## Begin Document passage

The Evolution of NBA Basketball
Introduction
Basketball is a sport that is continuously evolving. Ever since its invention in 1891, there have been many changes in both the rules and the style of play. Over the past decade, the league has undergone a rapid change due to both the increase in the use of analytics and changes in officiating.
NBA basketball in the 2010s will be remembered as the beginning of the “pace and space” era. Teams now play at a faster pace compared to the previous two decades and shoot far more three-point shots per game. This stylistic change is in part due to the success of the Golden State Warriors lead by Stephen Curry and the Houston Rockets, which forced other teams in the league to also emphasize spacing the floor in order to draw out defenders.
The rise of analytics, exemplified by Daryl Morey and the Houston Rockets has led to more layups and three-point attempts while also creating a sharp decline in long-range twos and mid-range shots. The mid-range jumpshot, the staple for superstars in the 1990s and 2000s such as Kobe Bryant and Michael Jordan, has been mostly abandoned. Combined with officiating favoring offense over defense, players are now scoring more points with better efficiency compared to 10 years ago.
This blog will use two methods to observe the shift in strategy over the course of the NBA’s existence. The first is to analyze shot location data, where we look for trends in the different locations where players shoot the ball since the 2010-2011 season. The second is by comparing present-day seasons to historical seasons. Finding the top historical comparisons to players today is interesting because one can determine if there are any players today that are similar to historical greats. In addition, one can examine how the league has changed by comparing “old-school” players such as Demar Derozan versus more modern players such as Stephen Curry.
Shot Data and Mapping
To obtain shot data, we use a R
package online which retrieves shot map data from the NBA stats website and API called BallR (ballr
).
Shot Data using ballr
package and the NBA API
The BallR package uses the NBA Stats API to help visualize shots taken by a player for a season. To run BallR, we have to run the following code in the console (taken from the BallR documentation).
packages = c("shiny", "tidyverse", "hexbin")
install.packages(packages, repos = "https://cran.rstudio.com/")
library(shiny)
runGitHub("ballr", "toddwschneider")
This will run the shiny app locally on your computer and will load the following functions and methods that we will need to use to generate a heat map of shot density:
court_maps.csv
is a dataframe that holds all the points of the different zones of a basketball court, like a mapplot_court.R
andplot_theme.R
are methods needed to draw the courtgenerate_heatmap_chart
is a function used to generate the heat map of shot datafetch_shots_by_player_id_and_season
is a function used to get shot data from the NBA API using a player’s ID and the season they were playing in.

## End Document passage

Instruction |
In the blog post on how NBA basketball has changed, what two causes are given for the league's rapid change over the past decade?

## Begin Dataset excerpts

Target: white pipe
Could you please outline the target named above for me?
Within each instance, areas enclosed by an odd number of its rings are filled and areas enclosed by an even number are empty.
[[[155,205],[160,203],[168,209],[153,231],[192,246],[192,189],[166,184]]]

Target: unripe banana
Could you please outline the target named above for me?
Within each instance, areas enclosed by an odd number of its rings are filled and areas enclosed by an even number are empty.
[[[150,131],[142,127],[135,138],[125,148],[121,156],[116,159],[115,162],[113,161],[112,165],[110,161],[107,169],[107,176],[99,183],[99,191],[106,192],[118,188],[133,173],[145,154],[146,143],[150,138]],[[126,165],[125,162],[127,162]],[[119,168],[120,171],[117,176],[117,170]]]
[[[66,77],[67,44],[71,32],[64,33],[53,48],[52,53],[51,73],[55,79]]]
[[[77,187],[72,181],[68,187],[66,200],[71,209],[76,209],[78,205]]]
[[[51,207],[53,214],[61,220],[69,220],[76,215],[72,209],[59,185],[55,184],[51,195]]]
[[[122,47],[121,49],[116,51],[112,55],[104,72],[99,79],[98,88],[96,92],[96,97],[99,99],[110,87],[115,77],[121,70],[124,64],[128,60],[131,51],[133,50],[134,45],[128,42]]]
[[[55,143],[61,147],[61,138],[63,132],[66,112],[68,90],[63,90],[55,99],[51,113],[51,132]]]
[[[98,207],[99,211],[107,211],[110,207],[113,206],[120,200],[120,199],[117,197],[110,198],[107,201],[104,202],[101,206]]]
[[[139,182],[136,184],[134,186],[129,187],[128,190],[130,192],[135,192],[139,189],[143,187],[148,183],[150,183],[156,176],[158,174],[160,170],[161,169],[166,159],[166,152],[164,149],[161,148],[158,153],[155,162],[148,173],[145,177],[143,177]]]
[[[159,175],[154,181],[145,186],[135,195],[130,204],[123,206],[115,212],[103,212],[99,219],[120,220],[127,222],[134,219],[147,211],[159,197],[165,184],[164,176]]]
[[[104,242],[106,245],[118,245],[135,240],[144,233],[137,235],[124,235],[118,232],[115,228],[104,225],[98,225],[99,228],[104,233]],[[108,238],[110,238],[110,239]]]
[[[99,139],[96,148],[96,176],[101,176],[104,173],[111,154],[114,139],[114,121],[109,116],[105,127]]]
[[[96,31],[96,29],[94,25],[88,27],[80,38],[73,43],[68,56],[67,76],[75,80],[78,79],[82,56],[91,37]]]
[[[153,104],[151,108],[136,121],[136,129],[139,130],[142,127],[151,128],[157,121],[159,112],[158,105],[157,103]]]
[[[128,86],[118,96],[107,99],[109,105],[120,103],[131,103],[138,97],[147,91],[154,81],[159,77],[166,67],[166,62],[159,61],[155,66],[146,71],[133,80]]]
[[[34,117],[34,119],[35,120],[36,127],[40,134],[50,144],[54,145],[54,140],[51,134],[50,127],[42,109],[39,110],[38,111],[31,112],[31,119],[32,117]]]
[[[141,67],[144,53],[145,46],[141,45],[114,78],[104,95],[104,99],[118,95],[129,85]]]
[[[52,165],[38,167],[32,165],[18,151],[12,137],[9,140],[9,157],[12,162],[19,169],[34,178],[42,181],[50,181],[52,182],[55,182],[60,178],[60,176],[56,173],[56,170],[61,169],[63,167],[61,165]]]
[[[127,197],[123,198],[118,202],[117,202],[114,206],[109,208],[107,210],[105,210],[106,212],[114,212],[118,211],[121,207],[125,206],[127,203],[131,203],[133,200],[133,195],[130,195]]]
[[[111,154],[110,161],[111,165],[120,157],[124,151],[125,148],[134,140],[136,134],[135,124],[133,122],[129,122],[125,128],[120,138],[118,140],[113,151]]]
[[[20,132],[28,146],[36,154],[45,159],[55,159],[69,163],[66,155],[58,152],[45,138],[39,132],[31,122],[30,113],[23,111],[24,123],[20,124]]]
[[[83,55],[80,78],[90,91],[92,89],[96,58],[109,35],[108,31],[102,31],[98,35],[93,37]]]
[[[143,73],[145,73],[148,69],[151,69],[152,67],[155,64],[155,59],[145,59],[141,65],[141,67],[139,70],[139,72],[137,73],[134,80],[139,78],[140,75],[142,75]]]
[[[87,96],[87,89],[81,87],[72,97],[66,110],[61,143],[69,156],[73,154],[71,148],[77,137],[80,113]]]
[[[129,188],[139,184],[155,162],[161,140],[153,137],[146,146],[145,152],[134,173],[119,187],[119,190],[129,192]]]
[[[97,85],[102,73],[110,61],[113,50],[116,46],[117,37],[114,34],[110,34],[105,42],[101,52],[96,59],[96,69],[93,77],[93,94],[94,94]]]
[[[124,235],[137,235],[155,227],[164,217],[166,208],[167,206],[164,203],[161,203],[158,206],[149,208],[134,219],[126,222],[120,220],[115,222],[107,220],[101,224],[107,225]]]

## End Dataset excerpts

Reply to the task |
The increase in the use of analytics and changes in officiating.